Location identification entries

== == ==

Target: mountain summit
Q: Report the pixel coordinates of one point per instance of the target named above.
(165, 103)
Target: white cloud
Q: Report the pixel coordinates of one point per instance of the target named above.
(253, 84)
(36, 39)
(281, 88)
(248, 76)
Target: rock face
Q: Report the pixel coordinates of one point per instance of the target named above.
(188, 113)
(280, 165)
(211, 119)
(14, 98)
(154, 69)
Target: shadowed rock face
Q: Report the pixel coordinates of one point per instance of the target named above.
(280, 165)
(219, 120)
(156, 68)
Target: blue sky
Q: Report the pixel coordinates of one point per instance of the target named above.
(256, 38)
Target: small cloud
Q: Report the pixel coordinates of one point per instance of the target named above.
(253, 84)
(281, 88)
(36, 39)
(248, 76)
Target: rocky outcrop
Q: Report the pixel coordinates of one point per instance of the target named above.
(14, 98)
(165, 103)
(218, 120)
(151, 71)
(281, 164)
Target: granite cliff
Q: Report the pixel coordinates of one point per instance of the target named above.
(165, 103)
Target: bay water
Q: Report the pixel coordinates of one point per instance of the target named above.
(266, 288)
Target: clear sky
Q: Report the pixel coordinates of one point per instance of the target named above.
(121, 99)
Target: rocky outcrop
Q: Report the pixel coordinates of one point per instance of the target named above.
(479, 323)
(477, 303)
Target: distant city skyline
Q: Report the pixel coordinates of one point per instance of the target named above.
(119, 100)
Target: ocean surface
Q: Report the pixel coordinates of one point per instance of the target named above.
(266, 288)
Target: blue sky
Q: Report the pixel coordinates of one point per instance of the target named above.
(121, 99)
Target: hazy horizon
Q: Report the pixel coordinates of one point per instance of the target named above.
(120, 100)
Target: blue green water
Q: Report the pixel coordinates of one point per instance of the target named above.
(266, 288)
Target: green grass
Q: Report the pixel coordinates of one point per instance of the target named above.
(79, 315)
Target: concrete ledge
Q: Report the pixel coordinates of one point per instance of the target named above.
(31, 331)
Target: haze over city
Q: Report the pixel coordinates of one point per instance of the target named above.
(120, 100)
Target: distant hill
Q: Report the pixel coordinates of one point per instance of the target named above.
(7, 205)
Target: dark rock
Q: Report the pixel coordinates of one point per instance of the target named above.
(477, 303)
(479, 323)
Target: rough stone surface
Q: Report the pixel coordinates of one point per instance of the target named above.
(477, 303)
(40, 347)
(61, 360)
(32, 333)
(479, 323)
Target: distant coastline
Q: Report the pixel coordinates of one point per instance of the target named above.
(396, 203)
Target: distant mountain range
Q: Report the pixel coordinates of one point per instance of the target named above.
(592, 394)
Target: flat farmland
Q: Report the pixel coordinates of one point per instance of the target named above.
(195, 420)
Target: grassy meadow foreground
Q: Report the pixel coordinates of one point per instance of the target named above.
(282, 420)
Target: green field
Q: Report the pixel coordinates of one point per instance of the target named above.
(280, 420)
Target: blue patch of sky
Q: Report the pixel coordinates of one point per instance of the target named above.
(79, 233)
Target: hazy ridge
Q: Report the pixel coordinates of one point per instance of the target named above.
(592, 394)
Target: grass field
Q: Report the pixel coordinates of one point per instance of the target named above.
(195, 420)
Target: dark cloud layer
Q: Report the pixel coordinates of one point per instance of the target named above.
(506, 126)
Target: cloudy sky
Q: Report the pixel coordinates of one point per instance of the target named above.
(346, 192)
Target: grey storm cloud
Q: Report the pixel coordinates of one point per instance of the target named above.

== == ==

Please rewrite every line of the records, starting with the line containing "Target: hazy ridge" and going on through the end of the records, and adjust each coordinate value by -66. Keep all other text unchanged.

Correct response ::
Target: hazy ridge
Q: Report the pixel coordinates of one point per instance of the target named above.
(526, 328)
Target: grass field
Q: Report the pixel coordinates of one point per instance of the target named above.
(129, 354)
Target: dark cloud layer
Q: Report the pixel coordinates of one point per instance of the target named above.
(440, 60)
Target: cloudy sky
Q: Report the pixel coordinates of one point per instance of the target named above.
(280, 126)
Target: grey storm cloud
Q: Report the pixel coordinates of one point per instance of the target named above.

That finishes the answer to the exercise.